*** Opening SELECTED EXTRACT ***
RE: PySpark Write File Container exited with a non-zero exit code 143

2021-05-20 Thread Clay McDonald
Still get the same error with “pyspark --conf queue=default --conf 
executor-memory=24G”

From: ayan guha 
Sent: Thursday, May 20, 2021 12:23 AM
To: Clay McDonald 
Cc: Mich Talebzadeh ; user@spark.apache.org
Subject: Re: PySpark Write File Container exited with a non-zero exit code 143

  *** EXTERNAL EMAIL ***




Hi -- Notice the additional "y" in red (as Mich mentioned)

pyspark --conf queue=default --conf executory-memory=24G

On Thu, May 20, 2021 at 12:02 PM Clay McDonald 
mailto:stuart.mcdon...@bateswhite.com>> wrote:
How so?

From: Mich Talebzadeh 
mailto:mich.talebza...@gmail.com>>
Sent: Wednesday, May 19, 2021 5:45 PM
To: Clay McDonald 
mailto:stuart.mcdon...@bateswhite.com>>
Cc: user@spark.apache.org<mailto:user@spark.apache.org>
Subject: Re: PySpark Write File Container exited with a non-zero exit code 143

  *** EXTERNAL EMAIL ***




Hi Clay,

Those parameters you are passing are not valid

pyspark --conf queue=default --conf executory-memory=24G

Python 3.7.3 (default, Apr  3 2021, 20:42:31)
[GCC 4.8.5 20150623 (Red Hat 4.8.5-39)] on linux
Type "help", "copyright", "credits" or "license" for more information.
*** Closing SELECTED EXTRACT ***
### PARTS OF THE EXERCISE
1. In the Spark mailing-list thread, what does ayan guha point out in the command "pyspark --conf queue=default --conf executory-memory=24G"?
2. Summarize the Spark mailing-list thread in two sentences.
3. Pick up the Spark mailing-list thread after its final line and continue it.
*** Opening DATA RECORDS ***
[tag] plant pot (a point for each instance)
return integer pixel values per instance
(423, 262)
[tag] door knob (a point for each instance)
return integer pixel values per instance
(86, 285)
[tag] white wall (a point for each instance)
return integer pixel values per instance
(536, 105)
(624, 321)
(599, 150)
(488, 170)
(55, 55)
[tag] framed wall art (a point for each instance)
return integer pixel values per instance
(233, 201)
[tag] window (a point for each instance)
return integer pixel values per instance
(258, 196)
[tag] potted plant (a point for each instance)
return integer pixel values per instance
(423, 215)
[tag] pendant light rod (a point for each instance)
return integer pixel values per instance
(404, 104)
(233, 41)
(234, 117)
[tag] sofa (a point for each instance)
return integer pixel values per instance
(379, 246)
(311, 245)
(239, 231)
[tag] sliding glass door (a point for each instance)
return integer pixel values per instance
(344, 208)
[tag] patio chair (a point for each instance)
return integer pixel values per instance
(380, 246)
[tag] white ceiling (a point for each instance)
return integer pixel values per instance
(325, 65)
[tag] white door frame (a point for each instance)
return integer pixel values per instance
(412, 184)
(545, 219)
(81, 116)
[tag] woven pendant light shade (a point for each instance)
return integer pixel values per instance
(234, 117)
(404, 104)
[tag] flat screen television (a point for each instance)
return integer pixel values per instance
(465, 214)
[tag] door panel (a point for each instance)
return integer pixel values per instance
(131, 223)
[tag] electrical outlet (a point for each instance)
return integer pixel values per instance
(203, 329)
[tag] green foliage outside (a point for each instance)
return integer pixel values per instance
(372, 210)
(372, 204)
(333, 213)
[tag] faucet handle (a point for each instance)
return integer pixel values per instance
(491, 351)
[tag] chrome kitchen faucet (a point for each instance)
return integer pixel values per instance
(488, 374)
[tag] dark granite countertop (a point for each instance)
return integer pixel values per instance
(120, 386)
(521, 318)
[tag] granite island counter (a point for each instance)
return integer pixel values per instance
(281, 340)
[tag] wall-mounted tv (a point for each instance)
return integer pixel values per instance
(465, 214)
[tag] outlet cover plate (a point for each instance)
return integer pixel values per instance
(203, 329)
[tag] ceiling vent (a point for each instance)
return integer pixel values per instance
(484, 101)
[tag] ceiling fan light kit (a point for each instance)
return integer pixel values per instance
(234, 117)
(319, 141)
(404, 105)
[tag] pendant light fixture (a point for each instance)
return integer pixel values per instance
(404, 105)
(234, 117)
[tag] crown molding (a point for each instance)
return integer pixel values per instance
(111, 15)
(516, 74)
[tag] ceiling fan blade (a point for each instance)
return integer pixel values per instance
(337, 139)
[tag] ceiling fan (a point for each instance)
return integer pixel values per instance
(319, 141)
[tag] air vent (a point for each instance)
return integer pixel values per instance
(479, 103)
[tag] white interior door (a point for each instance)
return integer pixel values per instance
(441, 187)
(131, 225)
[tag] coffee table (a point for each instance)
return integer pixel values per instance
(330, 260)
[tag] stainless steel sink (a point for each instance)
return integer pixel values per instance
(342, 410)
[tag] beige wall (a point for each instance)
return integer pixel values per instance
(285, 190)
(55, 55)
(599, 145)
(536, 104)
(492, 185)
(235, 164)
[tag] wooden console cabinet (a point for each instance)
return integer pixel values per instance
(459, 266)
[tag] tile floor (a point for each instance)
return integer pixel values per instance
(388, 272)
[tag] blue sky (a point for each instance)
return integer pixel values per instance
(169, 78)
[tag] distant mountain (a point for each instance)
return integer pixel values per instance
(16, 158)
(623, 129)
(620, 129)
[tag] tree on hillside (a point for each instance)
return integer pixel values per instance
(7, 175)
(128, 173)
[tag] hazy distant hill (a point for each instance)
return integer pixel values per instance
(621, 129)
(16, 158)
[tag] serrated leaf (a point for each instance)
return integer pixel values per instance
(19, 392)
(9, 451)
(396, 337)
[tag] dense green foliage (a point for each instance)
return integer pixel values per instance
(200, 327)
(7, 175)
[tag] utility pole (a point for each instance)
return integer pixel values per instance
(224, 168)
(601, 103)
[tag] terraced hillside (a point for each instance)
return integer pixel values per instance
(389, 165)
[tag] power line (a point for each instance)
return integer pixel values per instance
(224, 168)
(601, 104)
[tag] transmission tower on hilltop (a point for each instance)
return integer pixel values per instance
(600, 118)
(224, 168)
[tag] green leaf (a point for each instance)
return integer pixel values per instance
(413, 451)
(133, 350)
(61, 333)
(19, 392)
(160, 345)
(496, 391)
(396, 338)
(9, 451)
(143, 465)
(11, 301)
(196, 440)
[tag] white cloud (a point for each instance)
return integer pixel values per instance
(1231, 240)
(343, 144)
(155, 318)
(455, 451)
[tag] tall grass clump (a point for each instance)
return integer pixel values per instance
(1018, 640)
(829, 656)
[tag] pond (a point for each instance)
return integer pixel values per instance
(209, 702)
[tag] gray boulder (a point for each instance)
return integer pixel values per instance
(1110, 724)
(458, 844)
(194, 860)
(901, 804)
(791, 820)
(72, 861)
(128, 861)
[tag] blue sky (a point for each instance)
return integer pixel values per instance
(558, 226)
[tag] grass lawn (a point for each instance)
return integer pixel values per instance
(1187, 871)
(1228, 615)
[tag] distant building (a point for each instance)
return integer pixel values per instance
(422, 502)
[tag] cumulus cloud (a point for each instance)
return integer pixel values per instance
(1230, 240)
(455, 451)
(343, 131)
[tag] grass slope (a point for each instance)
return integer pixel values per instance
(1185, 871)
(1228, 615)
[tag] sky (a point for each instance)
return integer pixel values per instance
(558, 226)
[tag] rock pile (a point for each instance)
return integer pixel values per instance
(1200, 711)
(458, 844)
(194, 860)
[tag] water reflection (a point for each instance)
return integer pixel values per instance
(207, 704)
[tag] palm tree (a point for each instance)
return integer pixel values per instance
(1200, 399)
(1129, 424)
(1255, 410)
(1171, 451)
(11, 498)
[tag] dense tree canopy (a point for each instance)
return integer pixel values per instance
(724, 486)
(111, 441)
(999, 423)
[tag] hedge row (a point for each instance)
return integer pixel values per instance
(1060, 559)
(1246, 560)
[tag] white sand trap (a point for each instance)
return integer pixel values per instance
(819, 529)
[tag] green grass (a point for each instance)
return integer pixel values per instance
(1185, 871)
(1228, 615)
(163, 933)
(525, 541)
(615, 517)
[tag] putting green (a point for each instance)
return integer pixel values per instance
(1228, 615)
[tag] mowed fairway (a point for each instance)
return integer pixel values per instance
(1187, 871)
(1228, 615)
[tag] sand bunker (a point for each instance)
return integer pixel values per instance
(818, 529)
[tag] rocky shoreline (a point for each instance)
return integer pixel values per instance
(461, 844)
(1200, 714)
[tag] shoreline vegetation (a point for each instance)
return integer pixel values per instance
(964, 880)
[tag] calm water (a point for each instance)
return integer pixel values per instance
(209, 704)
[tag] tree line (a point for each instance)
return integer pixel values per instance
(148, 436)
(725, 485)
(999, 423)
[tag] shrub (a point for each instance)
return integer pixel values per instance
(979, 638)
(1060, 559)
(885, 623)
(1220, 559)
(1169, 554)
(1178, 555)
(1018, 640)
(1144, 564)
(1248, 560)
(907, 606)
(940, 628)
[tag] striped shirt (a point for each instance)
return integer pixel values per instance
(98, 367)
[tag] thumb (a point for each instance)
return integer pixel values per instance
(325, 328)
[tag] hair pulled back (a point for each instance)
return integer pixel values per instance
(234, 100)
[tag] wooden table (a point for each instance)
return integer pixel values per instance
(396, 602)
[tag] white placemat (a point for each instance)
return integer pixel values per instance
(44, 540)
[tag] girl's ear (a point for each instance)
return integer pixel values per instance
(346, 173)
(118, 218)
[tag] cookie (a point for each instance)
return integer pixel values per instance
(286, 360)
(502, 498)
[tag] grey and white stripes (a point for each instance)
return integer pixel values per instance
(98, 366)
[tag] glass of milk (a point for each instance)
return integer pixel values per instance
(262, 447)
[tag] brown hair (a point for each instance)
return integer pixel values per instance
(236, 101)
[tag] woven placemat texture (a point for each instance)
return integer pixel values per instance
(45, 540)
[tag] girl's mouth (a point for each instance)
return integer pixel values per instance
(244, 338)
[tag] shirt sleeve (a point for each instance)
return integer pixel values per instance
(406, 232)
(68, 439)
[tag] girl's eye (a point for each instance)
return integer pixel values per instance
*** Closing DATA RECORDS ***
### EXERCISE ANSWERS
1. An additional "y" in "executory-memory".

2. Clay McDonald reports that he still gets the same error with "pyspark --conf queue=default --conf executor-memory=24G". Earlier, Mich Talebzadeh told him the parameters he was passing were not valid, and ayan guha pointed to the additional "y" in "executory-memory".

3.
Warning: Ignoring non-Spark config property: executory-memory
Warning: Ignoring non-Spark config property: queue
2021-05-19 22:28:20,521 WARN util.NativeCodeLoader: Unable to load 
native-hadoop library for your platform... using builtin-java classes where 
applicable
Setting default log level to "WARN".
To adjust logging level use sc.setLogLevel(newLevel). For SparkR, use 
setLogLevel(newLevel).
Welcome to
    __
 / __/__  ___ _/ /__
_\ \/ _ \/ _ `/ __/  '_/
   /__ / .__/\_,_/_/ /_/\_\   version 3.1.1
  /_/

Using Python version 3.7.3 (default, Apr  3 2021 20:42:31)
Spark context Web UI available at http://rhes75:4040
Spark context available as 'sc' (master = local[*], app id = 
local-1621459701490).
SparkSession available as 'spark'.

Also

pyspark dynamic_ARRAY_generator_parquet.py

Running python applications through 'pyspark' is not supported as of Spark 2.0.
Use ./bin/spark-submit 


This works

$SPARK_HOME/bin/spark-submit --master local[4] 
dynamic_ARRAY_generator_parquet.py


See

 https://spark.apache.org/docs/latest/submitting-applications.html

HTH




 
[https://docs.google.com/uc?export=download=1-q7RFGRfLMObPuQPWSd9sl_H1UPNFaIZ=0B1BiUVX33unjMWtVUWpINWFCd0ZQTlhTRHpGckh4Wlg4RG80PQ]
   view my Linkedin 
profile<https://www.linkedin.com/in/mich-talebzadeh-ph-d-5205b2/>



Disclaimer: Use it at your own risk. Any and all responsibility for any loss, 
damage or destruction of data or any other property which may arise from 
relying on this email's technical content is explicitly disclaimed. The author 
will in no case be liable for any monetary damages arising from such loss, 
damage or destruction.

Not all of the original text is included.